== TEXTO PARA LEER ==
En las últimas semanas, estoy necesitando escribir para entender las cosas que me afectan.
Me decido a hacerlo hoy.
Martes, 10 de diciembre.
Mañana llega uno de los días más esperados, han sido y serán muchos, de todo tu proceso de tratamiento. Mañana te dan los resultados y necesito escribir para entender.
Esta tarde hemos quedado, hemos hablado de miedos. Pero poco, que nos asustamos, más tú, obvio, siempre más. No queremos anticipar nada malo, eso no ayuda. Además, sabemos que no va a pasar, nos convencemos la una a la otra de que todo va a estar bien. Hablamos, hablamos, hablamos. De lo cotidiano. Y yo te confronto. Y tú a mí. Poder enfadarnos es algo para lo que tratamos de darnos permiso, nos cuesta a ambas, pero lo hacemos. Intentamos hacerlo con delicadeza, aunque algunas veces no nos resulte fácil. “¡Aquí estoy yo!”, nos decimos, poniendo sobre el tapete nuestras diferencias.
Te hablo especialmente de muchas cosas que he ido pensando, traduciendo, de sentimientos a ideas, que explican mis enfados, que me ayudan a situarme/situarnos en este lugar desconocido, nuevo, nunca recorrido y que no tiene vuelta a atrás.
No hay que tener paciencia ni esperar, nada volverá a ser como antes. Nunca lo es. Pero tras esto, menos.
Estoy en el Teatro La Abadía viendo Próximo con una amiga. Y, sentada allí, escucho a uno de los protagonistas frases que parecen dedicadas a mí, a ti, a nosotras, a tantas otras nosotras: “Ella ha atravesado un umbral que la sitúa en otro lugar al que, espero, nunca accederé”. O algo así. No me caracterizo por mi buena memoria. Me esfuerzo durante toda la obra para no olvidar la idea. Bueno, no tengo que esforzarme, la idea, que en la obra no tiene ninguna relevancia trágica ni afecta a ninguno de los personajes, me ha hecho click. Este momento lo clasifico de epifanía. Estos días he tenido varias.
===
> [INSTRUCCIÓN A]
Según el texto para leer, ¿en qué teatro se ve la obra Próximo?
> [INSTRUCCIÓN B]
Transcribe del texto para leer todo lo que va desde "Te hablo especialmente" hasta "vuelta a atrás.".
== DATOS MOSTRADOS ==
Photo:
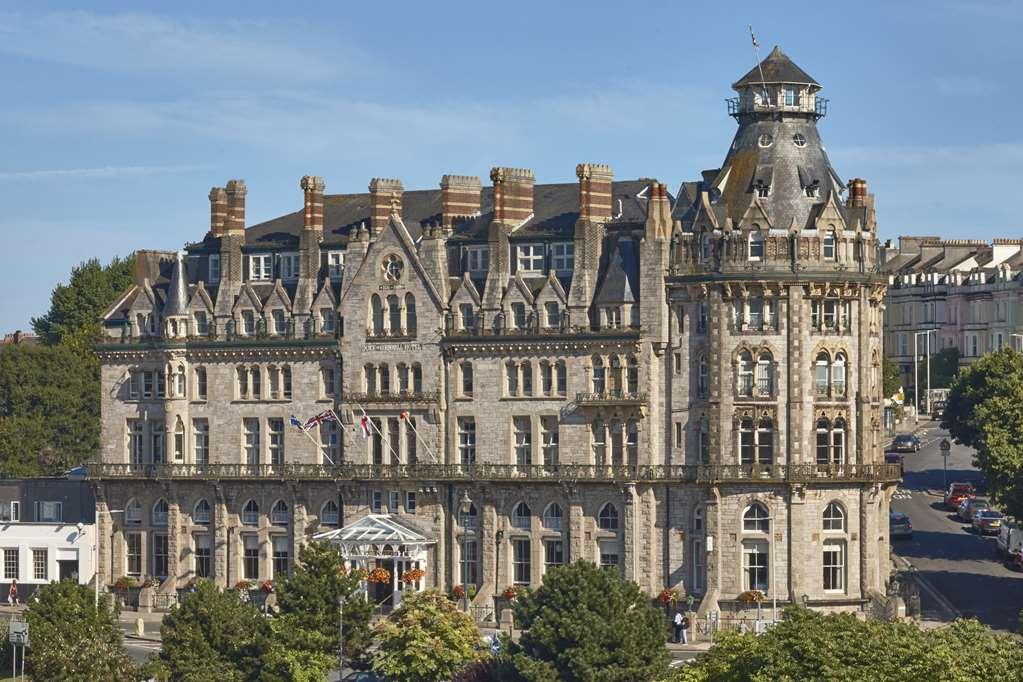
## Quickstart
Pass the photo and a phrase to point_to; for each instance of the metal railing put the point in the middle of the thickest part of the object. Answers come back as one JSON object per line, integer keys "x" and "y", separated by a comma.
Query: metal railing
{"x": 486, "y": 472}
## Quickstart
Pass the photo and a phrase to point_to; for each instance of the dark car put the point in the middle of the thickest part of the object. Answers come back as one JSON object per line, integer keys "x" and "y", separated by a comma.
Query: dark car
{"x": 905, "y": 443}
{"x": 987, "y": 521}
{"x": 957, "y": 493}
{"x": 899, "y": 526}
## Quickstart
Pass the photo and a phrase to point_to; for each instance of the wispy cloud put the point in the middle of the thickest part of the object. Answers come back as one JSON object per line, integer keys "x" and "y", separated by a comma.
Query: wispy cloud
{"x": 151, "y": 44}
{"x": 99, "y": 173}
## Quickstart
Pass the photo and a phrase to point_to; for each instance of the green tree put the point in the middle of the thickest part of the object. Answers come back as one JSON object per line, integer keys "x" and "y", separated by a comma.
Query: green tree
{"x": 305, "y": 640}
{"x": 807, "y": 645}
{"x": 891, "y": 379}
{"x": 586, "y": 623}
{"x": 427, "y": 639}
{"x": 49, "y": 409}
{"x": 985, "y": 411}
{"x": 76, "y": 307}
{"x": 70, "y": 639}
{"x": 213, "y": 635}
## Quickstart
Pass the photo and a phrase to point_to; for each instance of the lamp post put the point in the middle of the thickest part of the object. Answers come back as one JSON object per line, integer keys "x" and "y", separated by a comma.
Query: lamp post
{"x": 463, "y": 507}
{"x": 916, "y": 374}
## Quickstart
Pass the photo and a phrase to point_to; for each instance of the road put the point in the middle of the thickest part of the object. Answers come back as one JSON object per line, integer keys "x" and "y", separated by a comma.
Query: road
{"x": 961, "y": 565}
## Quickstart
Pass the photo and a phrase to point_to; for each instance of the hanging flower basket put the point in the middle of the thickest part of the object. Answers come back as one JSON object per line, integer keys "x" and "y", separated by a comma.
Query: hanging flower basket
{"x": 413, "y": 576}
{"x": 379, "y": 575}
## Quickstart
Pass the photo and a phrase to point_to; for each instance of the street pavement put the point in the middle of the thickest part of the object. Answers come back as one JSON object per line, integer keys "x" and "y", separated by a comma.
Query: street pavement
{"x": 962, "y": 573}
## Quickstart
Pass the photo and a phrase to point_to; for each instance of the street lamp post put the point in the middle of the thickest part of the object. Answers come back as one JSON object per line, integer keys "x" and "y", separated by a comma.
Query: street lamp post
{"x": 464, "y": 505}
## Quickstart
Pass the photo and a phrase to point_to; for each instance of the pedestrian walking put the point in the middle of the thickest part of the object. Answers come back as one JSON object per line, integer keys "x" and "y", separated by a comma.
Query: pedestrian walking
{"x": 678, "y": 620}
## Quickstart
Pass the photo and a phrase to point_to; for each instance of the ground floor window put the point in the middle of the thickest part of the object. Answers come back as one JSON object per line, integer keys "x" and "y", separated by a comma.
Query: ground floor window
{"x": 834, "y": 565}
{"x": 521, "y": 560}
{"x": 250, "y": 557}
{"x": 755, "y": 564}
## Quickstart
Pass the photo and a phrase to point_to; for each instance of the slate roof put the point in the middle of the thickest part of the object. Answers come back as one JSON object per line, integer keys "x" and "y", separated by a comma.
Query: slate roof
{"x": 776, "y": 67}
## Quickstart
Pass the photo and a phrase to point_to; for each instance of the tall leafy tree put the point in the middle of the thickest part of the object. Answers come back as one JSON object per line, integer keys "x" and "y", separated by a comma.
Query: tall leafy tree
{"x": 427, "y": 639}
{"x": 213, "y": 635}
{"x": 306, "y": 627}
{"x": 807, "y": 645}
{"x": 985, "y": 412}
{"x": 70, "y": 639}
{"x": 587, "y": 623}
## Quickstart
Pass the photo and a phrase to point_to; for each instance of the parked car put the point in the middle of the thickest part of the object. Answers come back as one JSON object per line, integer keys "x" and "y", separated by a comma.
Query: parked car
{"x": 905, "y": 443}
{"x": 899, "y": 526}
{"x": 957, "y": 493}
{"x": 970, "y": 506}
{"x": 1009, "y": 540}
{"x": 986, "y": 521}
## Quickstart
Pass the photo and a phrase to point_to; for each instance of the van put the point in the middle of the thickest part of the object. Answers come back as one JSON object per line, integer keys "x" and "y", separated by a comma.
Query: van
{"x": 1009, "y": 541}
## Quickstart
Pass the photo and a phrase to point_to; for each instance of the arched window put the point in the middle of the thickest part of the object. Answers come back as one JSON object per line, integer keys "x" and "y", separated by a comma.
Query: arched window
{"x": 824, "y": 441}
{"x": 161, "y": 510}
{"x": 599, "y": 374}
{"x": 756, "y": 519}
{"x": 202, "y": 512}
{"x": 607, "y": 519}
{"x": 765, "y": 374}
{"x": 756, "y": 243}
{"x": 834, "y": 518}
{"x": 821, "y": 373}
{"x": 522, "y": 516}
{"x": 250, "y": 513}
{"x": 278, "y": 513}
{"x": 838, "y": 375}
{"x": 133, "y": 512}
{"x": 745, "y": 373}
{"x": 410, "y": 322}
{"x": 376, "y": 310}
{"x": 552, "y": 516}
{"x": 394, "y": 314}
{"x": 329, "y": 513}
{"x": 765, "y": 442}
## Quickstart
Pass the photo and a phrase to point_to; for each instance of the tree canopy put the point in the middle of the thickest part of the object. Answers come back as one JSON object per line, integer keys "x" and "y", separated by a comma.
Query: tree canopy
{"x": 808, "y": 645}
{"x": 71, "y": 639}
{"x": 426, "y": 639}
{"x": 213, "y": 635}
{"x": 587, "y": 623}
{"x": 985, "y": 411}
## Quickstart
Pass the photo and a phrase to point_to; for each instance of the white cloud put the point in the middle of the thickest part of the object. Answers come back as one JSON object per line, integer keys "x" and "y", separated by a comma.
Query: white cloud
===
> [RESPUESTA ESPERADA A]
En el Teatro La Abadía.

> [RESPUESTA ESPERADA B]
Te hablo especialmente de muchas cosas que he ido pensando, traduciendo, de sentimientos a ideas, que explican mis enfados, que me ayudan a situarme/situarnos en este lugar desconocido, nuevo, nunca recorrido y que no tiene vuelta a atrás.